*** Exercise data ***

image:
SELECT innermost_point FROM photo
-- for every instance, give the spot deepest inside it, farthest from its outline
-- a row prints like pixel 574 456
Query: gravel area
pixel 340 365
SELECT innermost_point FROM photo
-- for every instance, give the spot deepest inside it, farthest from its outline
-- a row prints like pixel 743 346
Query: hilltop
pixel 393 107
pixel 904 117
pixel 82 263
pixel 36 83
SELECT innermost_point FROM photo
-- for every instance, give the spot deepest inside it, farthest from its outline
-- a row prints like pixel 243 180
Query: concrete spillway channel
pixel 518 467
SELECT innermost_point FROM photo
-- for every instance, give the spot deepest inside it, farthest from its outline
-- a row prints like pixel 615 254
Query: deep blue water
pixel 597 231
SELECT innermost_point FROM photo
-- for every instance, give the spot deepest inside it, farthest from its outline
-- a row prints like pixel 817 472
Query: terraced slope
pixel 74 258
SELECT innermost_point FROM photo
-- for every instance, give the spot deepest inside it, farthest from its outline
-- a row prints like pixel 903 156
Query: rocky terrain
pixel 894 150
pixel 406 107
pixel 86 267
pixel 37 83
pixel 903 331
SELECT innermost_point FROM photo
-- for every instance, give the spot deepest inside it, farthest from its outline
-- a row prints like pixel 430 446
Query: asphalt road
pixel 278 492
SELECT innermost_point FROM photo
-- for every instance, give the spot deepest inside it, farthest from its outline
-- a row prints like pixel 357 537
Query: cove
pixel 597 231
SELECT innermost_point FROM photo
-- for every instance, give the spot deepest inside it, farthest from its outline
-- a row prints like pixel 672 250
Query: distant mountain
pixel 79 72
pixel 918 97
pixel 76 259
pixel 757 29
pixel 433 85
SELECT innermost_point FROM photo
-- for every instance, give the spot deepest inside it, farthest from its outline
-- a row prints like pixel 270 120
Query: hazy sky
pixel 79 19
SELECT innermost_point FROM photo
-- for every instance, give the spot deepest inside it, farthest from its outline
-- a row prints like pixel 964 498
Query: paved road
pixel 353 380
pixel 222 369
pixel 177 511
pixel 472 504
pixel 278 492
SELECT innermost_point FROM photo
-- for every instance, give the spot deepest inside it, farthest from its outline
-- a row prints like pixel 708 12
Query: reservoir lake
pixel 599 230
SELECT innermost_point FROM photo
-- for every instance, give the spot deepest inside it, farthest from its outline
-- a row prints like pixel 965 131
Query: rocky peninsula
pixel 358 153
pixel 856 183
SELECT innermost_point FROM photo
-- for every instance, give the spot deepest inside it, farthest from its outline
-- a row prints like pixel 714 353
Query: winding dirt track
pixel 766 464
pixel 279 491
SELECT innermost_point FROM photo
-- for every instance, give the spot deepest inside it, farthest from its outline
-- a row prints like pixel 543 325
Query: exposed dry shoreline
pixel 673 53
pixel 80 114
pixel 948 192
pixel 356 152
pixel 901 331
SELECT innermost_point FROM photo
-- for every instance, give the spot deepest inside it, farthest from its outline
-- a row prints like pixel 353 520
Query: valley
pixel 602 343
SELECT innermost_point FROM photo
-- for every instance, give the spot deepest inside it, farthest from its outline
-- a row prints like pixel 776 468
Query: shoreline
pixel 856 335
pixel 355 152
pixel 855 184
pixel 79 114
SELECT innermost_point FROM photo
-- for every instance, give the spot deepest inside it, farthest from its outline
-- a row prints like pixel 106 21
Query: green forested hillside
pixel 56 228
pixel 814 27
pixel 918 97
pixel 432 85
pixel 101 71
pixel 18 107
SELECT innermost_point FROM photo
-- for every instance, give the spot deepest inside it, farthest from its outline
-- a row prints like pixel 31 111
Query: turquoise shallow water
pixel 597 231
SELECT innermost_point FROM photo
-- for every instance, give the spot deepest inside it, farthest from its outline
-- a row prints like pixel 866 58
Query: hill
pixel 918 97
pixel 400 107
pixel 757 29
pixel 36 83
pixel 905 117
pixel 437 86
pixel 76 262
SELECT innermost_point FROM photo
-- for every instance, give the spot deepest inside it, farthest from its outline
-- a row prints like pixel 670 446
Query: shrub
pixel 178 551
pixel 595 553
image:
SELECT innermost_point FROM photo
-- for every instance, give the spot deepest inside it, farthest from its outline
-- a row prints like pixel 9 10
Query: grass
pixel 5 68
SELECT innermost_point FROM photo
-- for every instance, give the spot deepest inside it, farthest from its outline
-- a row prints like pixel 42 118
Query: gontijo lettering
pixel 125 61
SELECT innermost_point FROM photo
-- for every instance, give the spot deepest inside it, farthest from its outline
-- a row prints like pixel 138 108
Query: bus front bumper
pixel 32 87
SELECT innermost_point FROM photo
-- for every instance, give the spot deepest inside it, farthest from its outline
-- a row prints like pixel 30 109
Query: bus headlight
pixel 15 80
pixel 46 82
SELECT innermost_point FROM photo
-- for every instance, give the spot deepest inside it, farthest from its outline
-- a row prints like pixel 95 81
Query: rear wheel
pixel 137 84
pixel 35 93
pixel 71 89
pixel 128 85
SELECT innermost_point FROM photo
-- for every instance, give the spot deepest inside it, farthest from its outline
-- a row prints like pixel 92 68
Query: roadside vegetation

*** End of Exercise data ***

## Work to be completed
What you need to do is retype all the entries exactly as written.

## Exercise output
image:
SELECT innermost_point FROM photo
-- for every instance, give the spot deepest inside it, farthest from its outline
-- a row prints like pixel 574 456
Query: gravel area
pixel 340 365
SELECT innermost_point FROM photo
-- for every instance, give the spot deepest inside it, farthest from its outline
-- a row prints like pixel 743 346
Query: hilltop
pixel 393 107
pixel 904 117
pixel 82 263
pixel 36 83
SELECT innermost_point FROM photo
-- for every instance, give the spot deepest inside it, farthest from its outline
-- a row prints like pixel 243 180
Query: concrete spillway channel
pixel 518 467
SELECT innermost_point FROM photo
-- for every instance, give the spot deepest inside it, farthest from its outline
-- a row prints like pixel 615 254
Query: deep blue water
pixel 597 231
SELECT innermost_point FROM photo
-- for every instance, give the spot deepest inside it, farthest from its outline
-- a row prints like pixel 817 472
Query: terraced slope
pixel 74 258
SELECT innermost_point FROM photo
-- for every instance, give the spot deepest inside it, farthest from its outline
-- a row prints like pixel 903 156
Query: rocky terrain
pixel 894 150
pixel 406 107
pixel 86 267
pixel 37 83
pixel 903 331
SELECT innermost_point FROM photo
-- for every instance, give the spot deepest inside it, farthest from its outline
-- a row prints like pixel 430 446
Query: asphalt road
pixel 278 492
SELECT innermost_point FROM photo
-- for every instance, give the spot deepest inside it, farthest from its outline
-- a row prints like pixel 357 537
Query: cove
pixel 597 231
SELECT innermost_point FROM photo
-- for every instance, give the spot deepest inside it, farthest from its outline
-- a row prints like pixel 672 250
Query: distant mountain
pixel 79 72
pixel 918 97
pixel 76 259
pixel 757 29
pixel 433 85
SELECT innermost_point FROM photo
-- for every instance, give the spot deepest inside it, farthest from its outline
-- a row prints like pixel 270 120
Query: hazy sky
pixel 79 19
SELECT innermost_point FROM photo
-- for every instance, give the spot deepest inside it, farthest from its outline
-- a row prints like pixel 964 498
Query: paved road
pixel 353 380
pixel 222 369
pixel 177 511
pixel 472 504
pixel 278 492
SELECT innermost_point FROM photo
-- for every instance, give the spot deepest inside it, farthest from its outline
-- a row prints like pixel 708 12
Query: reservoir lake
pixel 599 230
SELECT innermost_point FROM photo
-- for every instance, give the spot deepest inside it, farthest from its outline
-- a row prints like pixel 965 131
Query: rocky peninsula
pixel 358 153
pixel 856 183
SELECT innermost_point FROM photo
-- for every instance, give the spot deepest inside it, farthest from its outline
-- a row prints like pixel 714 353
Query: winding dirt track
pixel 766 464
pixel 279 491
SELECT innermost_point FROM photo
-- for every instance, give the spot deepest inside it, farthest from its outline
-- a row prints like pixel 543 325
Query: exposed dry shoreline
pixel 673 53
pixel 80 114
pixel 948 192
pixel 356 152
pixel 901 331
SELECT innermost_point FROM photo
-- for every instance, give the spot deepest inside it, farthest from its outline
-- a row prints like pixel 353 520
Query: valley
pixel 602 343
SELECT innermost_point FROM photo
-- for every instance, give the spot deepest inside it, farthest from its outline
-- a row prints like pixel 776 468
Query: shoreline
pixel 856 335
pixel 355 152
pixel 855 184
pixel 79 114
SELECT innermost_point FROM photo
-- for every instance, give the spot deepest inside it, farthest from its outline
-- a row prints like pixel 106 21
Query: green forested hillside
pixel 56 228
pixel 814 27
pixel 918 97
pixel 432 85
pixel 101 71
pixel 18 107
SELECT innermost_point FROM photo
-- for every instance, give the spot deepest inside it, farthest from its outline
-- a row prints like pixel 31 111
Query: turquoise shallow water
pixel 597 231
SELECT innermost_point FROM photo
-- for every instance, give the spot deepest inside it, farthest from its outline
-- a row prints like pixel 866 58
Query: hill
pixel 918 97
pixel 400 107
pixel 757 29
pixel 36 83
pixel 905 117
pixel 437 86
pixel 76 262
SELECT innermost_point FROM photo
-- for every instance, give the spot deepest inside it, farthest from its outline
-- a row prints like pixel 670 446
Query: shrub
pixel 178 551
pixel 595 553
image:
SELECT innermost_point FROM photo
-- for every instance, give the spot deepest inside it, farthest from its outline
-- a row prints like pixel 9 10
Query: grass
pixel 5 68
SELECT innermost_point FROM photo
-- for every instance, give the spot deepest inside it, farthest from its outline
-- a row prints like pixel 42 118
Query: gontijo lettering
pixel 125 61
SELECT innermost_point FROM photo
-- for every instance, give the spot deepest inside it, farthest from its outline
-- a row prints like pixel 138 108
Query: bus front bumper
pixel 32 87
SELECT innermost_point FROM photo
-- for every instance, give the spot deepest inside it, farthest from its outline
-- a row prints like pixel 30 109
Query: bus headlight
pixel 15 80
pixel 46 82
SELECT innermost_point FROM photo
-- for every instance, give the spot deepest inside it, farthest from its outline
-- a row prints like pixel 95 81
Query: rear wheel
pixel 137 84
pixel 35 93
pixel 71 89
pixel 128 85
SELECT innermost_point FROM photo
-- for every instance, give the spot deepest inside it, farthest from its outline
-- a row prints like pixel 92 68
Query: roadside vegetation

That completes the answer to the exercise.